[Natural-language object grounding data]

────────────────────

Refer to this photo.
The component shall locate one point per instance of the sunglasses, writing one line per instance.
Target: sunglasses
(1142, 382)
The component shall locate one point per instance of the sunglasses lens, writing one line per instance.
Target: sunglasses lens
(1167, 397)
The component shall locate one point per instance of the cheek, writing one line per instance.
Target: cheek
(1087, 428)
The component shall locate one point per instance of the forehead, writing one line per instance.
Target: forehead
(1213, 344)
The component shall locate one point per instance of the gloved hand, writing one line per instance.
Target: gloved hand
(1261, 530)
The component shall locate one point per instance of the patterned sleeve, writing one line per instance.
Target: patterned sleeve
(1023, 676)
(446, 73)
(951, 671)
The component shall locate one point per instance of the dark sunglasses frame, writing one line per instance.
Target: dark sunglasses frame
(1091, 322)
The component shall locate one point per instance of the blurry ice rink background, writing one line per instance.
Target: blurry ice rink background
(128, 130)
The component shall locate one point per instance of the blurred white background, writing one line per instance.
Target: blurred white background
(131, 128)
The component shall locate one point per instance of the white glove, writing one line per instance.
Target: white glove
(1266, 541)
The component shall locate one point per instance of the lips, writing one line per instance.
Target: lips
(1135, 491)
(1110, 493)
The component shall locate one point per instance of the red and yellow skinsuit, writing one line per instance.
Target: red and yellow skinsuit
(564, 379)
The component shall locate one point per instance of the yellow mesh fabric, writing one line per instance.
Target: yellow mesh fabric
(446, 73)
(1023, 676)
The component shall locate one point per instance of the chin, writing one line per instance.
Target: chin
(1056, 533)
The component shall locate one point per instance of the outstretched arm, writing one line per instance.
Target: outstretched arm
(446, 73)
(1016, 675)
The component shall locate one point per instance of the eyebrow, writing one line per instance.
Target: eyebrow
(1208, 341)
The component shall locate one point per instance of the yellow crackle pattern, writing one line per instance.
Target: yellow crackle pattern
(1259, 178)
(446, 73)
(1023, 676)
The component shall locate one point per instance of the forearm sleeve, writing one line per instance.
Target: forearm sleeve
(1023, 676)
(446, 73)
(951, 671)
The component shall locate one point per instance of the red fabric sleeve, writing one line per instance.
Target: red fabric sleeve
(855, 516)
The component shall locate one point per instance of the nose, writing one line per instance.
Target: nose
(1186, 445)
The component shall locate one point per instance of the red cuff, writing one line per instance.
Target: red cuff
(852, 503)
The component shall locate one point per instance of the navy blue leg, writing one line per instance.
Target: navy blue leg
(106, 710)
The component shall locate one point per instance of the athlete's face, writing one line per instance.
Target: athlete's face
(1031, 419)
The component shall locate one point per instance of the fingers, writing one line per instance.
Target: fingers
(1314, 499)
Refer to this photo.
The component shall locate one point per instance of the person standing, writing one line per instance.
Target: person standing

────────────────────

_Exercise aim_: The data must be duplicated exactly, with nothing left out.

_Your response_:
Refer to this photo.
The component shall locate one point per instance of the sunglasses, writing one line per instance.
Target: sunglasses
(1142, 382)
The component shall locate one point per instance of the sunglasses lens, writing one line per instance.
Target: sunglasses lens
(1167, 397)
The component shall locate one point per instance of the cheek, writing one line per instance.
Target: cheek
(1087, 428)
The component shall locate one point per instance of the forehead, writing one line per instance.
Target: forehead
(1213, 344)
The component shall locate one point per instance of the gloved hand, writing one line per instance.
Target: gloved hand
(1261, 530)
The component shall locate one point per instance of the patterned sleeve, writing one line per instance.
Target: patterned sleeve
(1023, 676)
(446, 73)
(951, 671)
The component shall locate one point per instance of the dark sunglasses frame, writing one line per instance.
Target: dark sunglasses frame
(1091, 322)
The component shall locate one point per instance of the blurry ice rink background, writing one line per instance.
Target: blurry ice rink background
(128, 130)
The component shall locate one point per instance of the blurred white background, writing one line per instance.
Target: blurred white background
(131, 128)
The component shall locate one point per instance of the white glove, writing one line per instance.
Target: white glove
(1266, 541)
The component shall locate one point per instance of the lips, writing one line per instance.
Target: lips
(1135, 491)
(1110, 493)
The component shall locate one point per instance of the red and yellow skinsuit, writing one line per instance.
Target: red and yellow skinsuit
(564, 379)
The component shall locate one point per instance of the yellow mesh fabric, writing one line per instance.
Target: yellow mesh fabric
(446, 73)
(1023, 676)
The component shall locate one point per instance of the chin, writing one line per instance.
Target: chin
(1056, 533)
The component shall locate one point per instance of the outstretched arm, writing one line per instance.
Target: outstretched arm
(446, 73)
(1016, 675)
The component shall locate one point per instance of the eyebrow, writing one line per instance.
Target: eyebrow
(1208, 341)
The component shall locate one point per instance of the yellow crackle pattern, writing one line per instance.
Target: yellow crackle pattern
(1259, 178)
(446, 73)
(1023, 676)
The component shall locate one point per instance of the forearm sleeve, writing one line per instance.
Target: forearm sleeve
(1023, 676)
(446, 73)
(951, 671)
The component shall locate one point per instance of the red fabric sleeve, writing one line per instance.
Target: red fabric sleeve
(855, 516)
The component shall locate one point per instance of the nose, writing one line per instance.
Target: nose
(1186, 445)
The component shall locate one point per instance of the red cuff, writing one line per instance.
Target: red cuff
(852, 503)
The component shall locate one point per instance of the navy blue leg, writing one line per instance.
Target: navy blue leg
(106, 710)
The component shall locate one point per instance of the athlete's face, writing one line per instance.
Target: athlete's face
(1031, 419)
The component shall locate one point per instance of the fingers, writing one line per instance.
Target: fingers
(1314, 499)
Refer to this photo.
The component shall locate one point per instance of the person standing, writing one line per instance.
Target: person standing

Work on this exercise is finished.